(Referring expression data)

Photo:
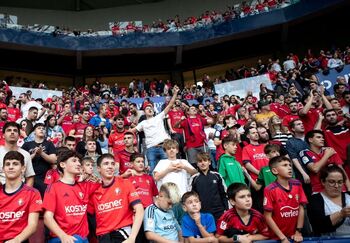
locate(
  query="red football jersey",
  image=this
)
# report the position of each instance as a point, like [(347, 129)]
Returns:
[(113, 205), (13, 114), (67, 124), (15, 209), (194, 133), (307, 156), (174, 117), (255, 155), (288, 119), (284, 205), (145, 187), (231, 220), (69, 204), (338, 137), (79, 129), (123, 158)]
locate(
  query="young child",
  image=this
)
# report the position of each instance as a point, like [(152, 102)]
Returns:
[(241, 223), (196, 226), (143, 183), (159, 221), (210, 187), (88, 170), (284, 202), (229, 168), (20, 204), (118, 208), (173, 169), (66, 200), (266, 177)]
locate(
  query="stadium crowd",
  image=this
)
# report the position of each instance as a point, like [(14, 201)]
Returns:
[(230, 169), (175, 24)]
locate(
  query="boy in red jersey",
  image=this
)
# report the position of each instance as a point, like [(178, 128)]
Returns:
[(114, 203), (20, 204), (66, 202), (241, 223), (144, 184), (284, 202)]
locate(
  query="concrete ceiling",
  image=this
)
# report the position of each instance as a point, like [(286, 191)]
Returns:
[(71, 5)]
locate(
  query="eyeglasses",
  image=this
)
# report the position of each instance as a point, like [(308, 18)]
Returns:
[(333, 182)]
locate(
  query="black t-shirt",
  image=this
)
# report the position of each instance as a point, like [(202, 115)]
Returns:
[(40, 165)]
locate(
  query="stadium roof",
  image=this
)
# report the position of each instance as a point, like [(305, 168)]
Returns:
[(71, 5)]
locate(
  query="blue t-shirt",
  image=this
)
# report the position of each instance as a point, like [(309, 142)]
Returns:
[(190, 229), (161, 222)]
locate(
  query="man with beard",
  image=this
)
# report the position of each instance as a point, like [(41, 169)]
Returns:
[(312, 107), (337, 134), (317, 157), (293, 114)]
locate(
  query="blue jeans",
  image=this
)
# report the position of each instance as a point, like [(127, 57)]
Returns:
[(78, 237), (212, 158), (154, 154)]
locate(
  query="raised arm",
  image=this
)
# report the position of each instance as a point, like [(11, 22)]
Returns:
[(172, 101)]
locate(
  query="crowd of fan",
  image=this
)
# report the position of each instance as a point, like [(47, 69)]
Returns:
[(172, 24), (231, 169)]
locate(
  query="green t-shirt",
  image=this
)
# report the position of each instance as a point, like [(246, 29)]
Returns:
[(265, 176), (230, 170)]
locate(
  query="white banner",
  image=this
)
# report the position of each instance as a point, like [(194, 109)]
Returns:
[(242, 86), (36, 93)]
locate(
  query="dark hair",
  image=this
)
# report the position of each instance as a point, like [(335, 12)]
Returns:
[(247, 130), (38, 125), (69, 138), (271, 147), (63, 155), (129, 133), (203, 156), (329, 110), (346, 92), (228, 139), (234, 188), (135, 156), (87, 159), (102, 157), (292, 123), (13, 155), (311, 134), (32, 108), (332, 168), (187, 195), (278, 159), (11, 124)]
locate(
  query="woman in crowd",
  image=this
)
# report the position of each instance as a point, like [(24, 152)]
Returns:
[(88, 134), (277, 131), (329, 211)]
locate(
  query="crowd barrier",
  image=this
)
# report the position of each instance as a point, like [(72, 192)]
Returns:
[(338, 239), (137, 40)]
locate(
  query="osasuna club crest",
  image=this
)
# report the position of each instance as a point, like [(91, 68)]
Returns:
[(117, 190)]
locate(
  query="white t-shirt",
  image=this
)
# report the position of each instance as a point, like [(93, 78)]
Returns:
[(180, 178), (288, 64), (27, 162), (330, 208), (25, 108), (154, 130)]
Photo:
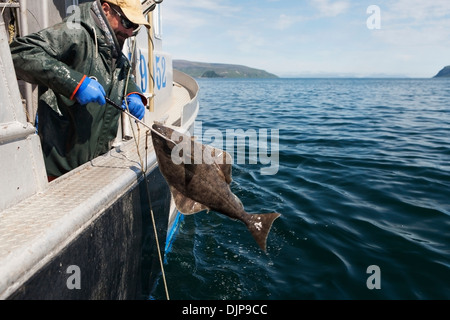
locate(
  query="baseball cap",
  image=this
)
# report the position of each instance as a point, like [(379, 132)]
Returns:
[(132, 9)]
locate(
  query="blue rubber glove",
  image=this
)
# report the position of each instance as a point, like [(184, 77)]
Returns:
[(135, 105), (90, 91)]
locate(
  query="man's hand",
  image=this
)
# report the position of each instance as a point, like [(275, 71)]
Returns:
[(90, 91), (135, 105)]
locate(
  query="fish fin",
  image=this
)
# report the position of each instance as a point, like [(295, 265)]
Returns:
[(259, 226), (186, 205)]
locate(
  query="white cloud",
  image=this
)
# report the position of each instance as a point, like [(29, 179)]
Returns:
[(330, 8)]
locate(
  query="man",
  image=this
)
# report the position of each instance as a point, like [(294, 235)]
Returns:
[(76, 64)]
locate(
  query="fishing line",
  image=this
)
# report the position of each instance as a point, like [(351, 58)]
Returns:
[(143, 170)]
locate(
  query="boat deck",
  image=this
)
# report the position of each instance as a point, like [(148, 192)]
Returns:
[(35, 230)]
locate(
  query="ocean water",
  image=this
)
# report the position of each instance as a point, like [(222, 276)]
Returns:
[(362, 183)]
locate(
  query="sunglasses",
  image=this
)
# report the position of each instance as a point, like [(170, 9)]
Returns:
[(127, 24)]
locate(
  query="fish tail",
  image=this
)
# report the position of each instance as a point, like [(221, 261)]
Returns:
[(259, 226)]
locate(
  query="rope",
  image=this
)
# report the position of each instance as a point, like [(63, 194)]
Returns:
[(143, 170)]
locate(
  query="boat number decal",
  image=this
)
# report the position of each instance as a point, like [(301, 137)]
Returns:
[(160, 72), (143, 71)]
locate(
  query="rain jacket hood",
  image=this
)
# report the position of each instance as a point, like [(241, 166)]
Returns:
[(57, 59)]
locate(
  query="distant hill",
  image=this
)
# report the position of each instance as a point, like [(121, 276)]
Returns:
[(219, 70), (444, 73)]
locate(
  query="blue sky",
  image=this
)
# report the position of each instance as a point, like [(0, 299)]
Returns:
[(312, 37)]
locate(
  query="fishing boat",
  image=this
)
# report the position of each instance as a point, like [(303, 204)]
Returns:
[(101, 230)]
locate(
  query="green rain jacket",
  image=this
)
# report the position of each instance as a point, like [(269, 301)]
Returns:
[(57, 59)]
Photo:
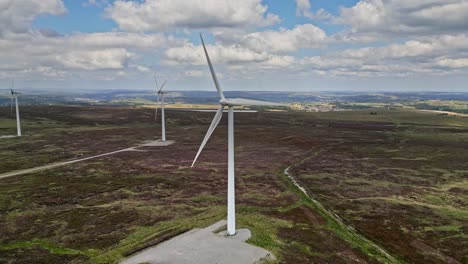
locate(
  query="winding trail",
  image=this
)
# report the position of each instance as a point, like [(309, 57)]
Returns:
[(156, 143), (58, 164), (385, 257)]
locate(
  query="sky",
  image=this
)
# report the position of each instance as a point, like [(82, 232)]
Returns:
[(255, 45)]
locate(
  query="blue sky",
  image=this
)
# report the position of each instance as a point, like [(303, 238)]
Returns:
[(287, 45)]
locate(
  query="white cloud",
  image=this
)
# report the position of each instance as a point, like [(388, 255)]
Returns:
[(231, 60), (302, 36), (405, 17), (303, 8), (17, 15), (108, 59), (157, 15), (429, 55)]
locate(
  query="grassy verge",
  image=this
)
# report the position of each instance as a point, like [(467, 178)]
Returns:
[(347, 233)]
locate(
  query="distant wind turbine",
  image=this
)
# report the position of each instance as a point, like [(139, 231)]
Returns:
[(14, 95), (230, 103), (161, 101)]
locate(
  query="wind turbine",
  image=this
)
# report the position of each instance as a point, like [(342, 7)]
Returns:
[(230, 103), (18, 123), (161, 101)]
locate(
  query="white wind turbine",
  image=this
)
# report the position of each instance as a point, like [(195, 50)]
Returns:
[(230, 103), (14, 95), (161, 101)]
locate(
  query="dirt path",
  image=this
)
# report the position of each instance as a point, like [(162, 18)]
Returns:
[(58, 164), (156, 143), (350, 233)]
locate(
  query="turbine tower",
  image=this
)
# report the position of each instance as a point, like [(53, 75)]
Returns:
[(230, 103), (14, 95), (161, 101)]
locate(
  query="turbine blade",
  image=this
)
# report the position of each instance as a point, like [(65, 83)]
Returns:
[(156, 81), (213, 74), (213, 126), (162, 86), (247, 102), (156, 110)]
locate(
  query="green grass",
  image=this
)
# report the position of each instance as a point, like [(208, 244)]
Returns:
[(349, 235), (264, 230), (144, 234), (53, 248)]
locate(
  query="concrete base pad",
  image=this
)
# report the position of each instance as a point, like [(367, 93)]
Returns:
[(158, 143), (203, 246)]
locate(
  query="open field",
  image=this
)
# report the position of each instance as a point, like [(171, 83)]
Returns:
[(399, 177), (404, 183)]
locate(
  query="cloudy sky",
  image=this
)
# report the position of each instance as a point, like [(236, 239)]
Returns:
[(285, 45)]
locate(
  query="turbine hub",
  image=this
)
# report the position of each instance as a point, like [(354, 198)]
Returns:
[(223, 102)]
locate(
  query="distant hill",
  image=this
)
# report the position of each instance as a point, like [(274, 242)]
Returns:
[(141, 97)]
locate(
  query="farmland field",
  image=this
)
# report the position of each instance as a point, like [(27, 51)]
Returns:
[(398, 178)]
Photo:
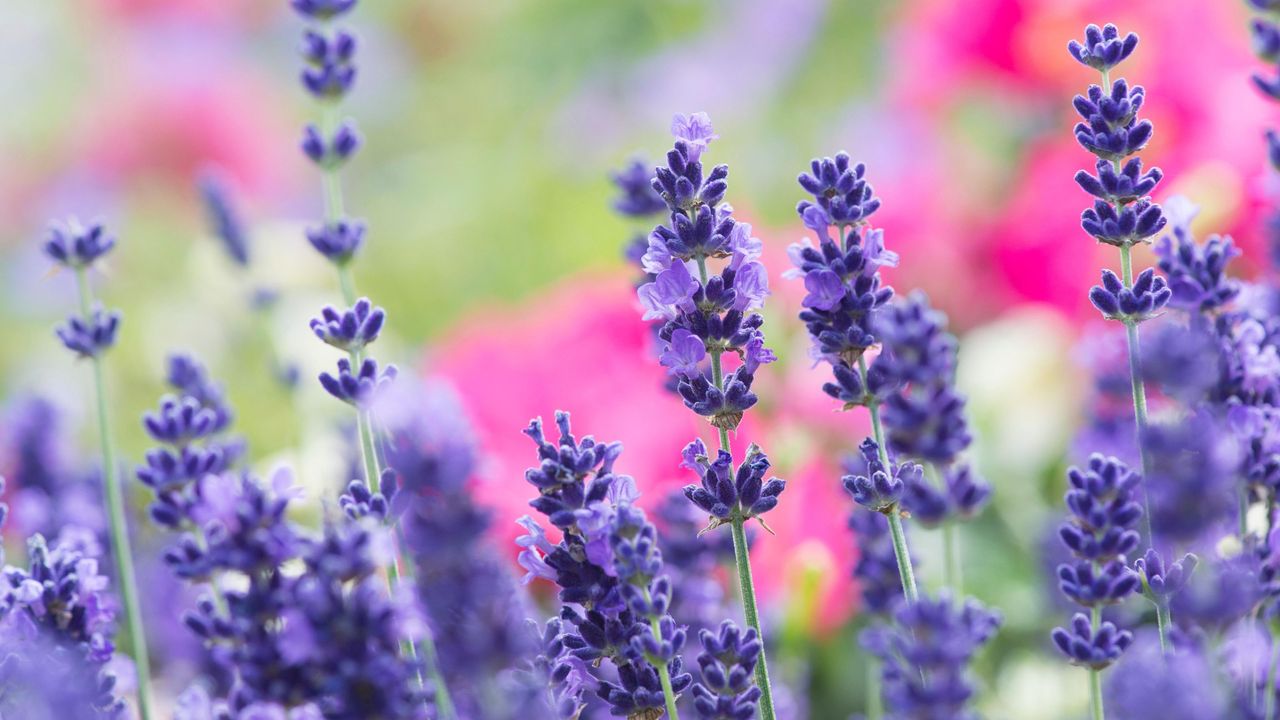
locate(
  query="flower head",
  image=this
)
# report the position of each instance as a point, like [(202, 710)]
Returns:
[(74, 246), (1102, 48), (361, 387), (90, 336), (350, 329)]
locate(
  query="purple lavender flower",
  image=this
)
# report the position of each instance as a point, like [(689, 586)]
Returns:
[(465, 587), (338, 240), (924, 656), (726, 495), (323, 9), (330, 72), (1160, 579), (1148, 295), (625, 600), (74, 246), (1098, 533), (1192, 482), (350, 329), (1196, 272), (56, 624), (1095, 646), (717, 310), (330, 154), (92, 335), (881, 488), (360, 388), (1102, 48), (188, 429), (1178, 686)]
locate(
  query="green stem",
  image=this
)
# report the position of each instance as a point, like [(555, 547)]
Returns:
[(114, 495), (1269, 700), (954, 570), (895, 520), (373, 477), (1139, 393), (1162, 621), (1096, 693), (743, 559), (1243, 523), (874, 702), (329, 180), (748, 588)]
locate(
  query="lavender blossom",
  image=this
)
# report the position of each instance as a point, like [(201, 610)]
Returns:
[(223, 218), (924, 656), (1098, 533), (609, 566), (362, 387), (56, 623), (727, 662), (712, 314), (465, 587), (1178, 686), (74, 246)]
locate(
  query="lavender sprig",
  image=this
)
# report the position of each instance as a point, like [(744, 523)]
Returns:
[(330, 72), (608, 566), (1123, 214), (90, 335), (1098, 533), (924, 656), (707, 318), (840, 313)]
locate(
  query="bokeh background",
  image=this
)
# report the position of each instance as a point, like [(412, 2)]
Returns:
[(490, 131)]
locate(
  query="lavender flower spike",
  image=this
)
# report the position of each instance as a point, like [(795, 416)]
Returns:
[(88, 335), (1123, 214), (711, 338)]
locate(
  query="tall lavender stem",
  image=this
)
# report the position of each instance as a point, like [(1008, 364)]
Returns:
[(741, 555), (895, 519), (114, 493), (1121, 215), (704, 318), (330, 73)]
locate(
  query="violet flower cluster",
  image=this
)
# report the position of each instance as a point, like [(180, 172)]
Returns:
[(92, 329), (924, 418), (924, 656), (329, 74), (705, 315), (1123, 213), (466, 589), (1101, 531), (615, 596)]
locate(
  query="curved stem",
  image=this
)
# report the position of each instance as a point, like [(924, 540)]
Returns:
[(373, 475), (119, 528), (874, 702), (905, 573), (952, 569), (741, 557), (1095, 674), (1269, 698), (1139, 396), (748, 588)]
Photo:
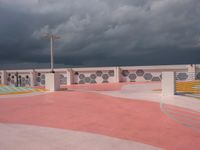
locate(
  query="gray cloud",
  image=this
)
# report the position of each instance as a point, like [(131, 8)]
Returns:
[(100, 32)]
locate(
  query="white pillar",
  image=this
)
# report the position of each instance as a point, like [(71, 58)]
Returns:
[(168, 83), (52, 81), (69, 76), (117, 74), (3, 77), (191, 72), (33, 78)]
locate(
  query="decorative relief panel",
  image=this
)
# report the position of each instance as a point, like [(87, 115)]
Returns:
[(139, 75)]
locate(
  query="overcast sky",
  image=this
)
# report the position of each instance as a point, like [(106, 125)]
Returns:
[(99, 32)]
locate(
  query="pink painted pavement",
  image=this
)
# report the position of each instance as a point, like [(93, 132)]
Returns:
[(139, 121)]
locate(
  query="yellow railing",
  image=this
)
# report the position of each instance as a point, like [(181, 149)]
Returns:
[(192, 87)]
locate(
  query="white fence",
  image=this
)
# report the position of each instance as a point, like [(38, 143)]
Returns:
[(36, 77)]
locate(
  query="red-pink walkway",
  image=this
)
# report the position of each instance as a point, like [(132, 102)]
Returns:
[(140, 121)]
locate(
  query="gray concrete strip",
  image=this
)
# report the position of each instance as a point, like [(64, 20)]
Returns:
[(146, 92), (25, 137)]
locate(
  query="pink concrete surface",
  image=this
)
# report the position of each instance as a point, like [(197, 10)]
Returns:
[(92, 112)]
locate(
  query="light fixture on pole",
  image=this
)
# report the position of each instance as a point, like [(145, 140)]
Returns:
[(52, 37)]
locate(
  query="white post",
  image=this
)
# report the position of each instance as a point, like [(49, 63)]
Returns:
[(191, 72), (168, 83), (32, 78), (117, 74), (69, 76)]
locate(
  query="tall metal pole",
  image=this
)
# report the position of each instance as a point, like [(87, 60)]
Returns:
[(52, 38), (52, 54)]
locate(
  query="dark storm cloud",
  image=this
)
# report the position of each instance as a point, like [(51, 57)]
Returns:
[(100, 32)]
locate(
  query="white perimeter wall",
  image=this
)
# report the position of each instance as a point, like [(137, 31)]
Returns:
[(36, 77)]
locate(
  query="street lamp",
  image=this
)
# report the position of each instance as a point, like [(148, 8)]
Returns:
[(52, 37)]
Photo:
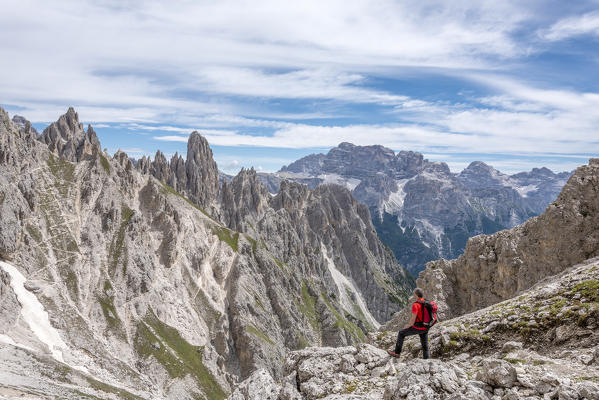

AIM OF THE EXERCISE:
Return each line from the entries above that includes "white".

RESPONSE BELOW:
  query="white banner",
  query="white t-shirt",
  query="white cloud",
  query="white cloud",
  query="white wind turbine",
  query="white pillar",
  query="white fence",
  query="white post",
  query="white perimeter wall",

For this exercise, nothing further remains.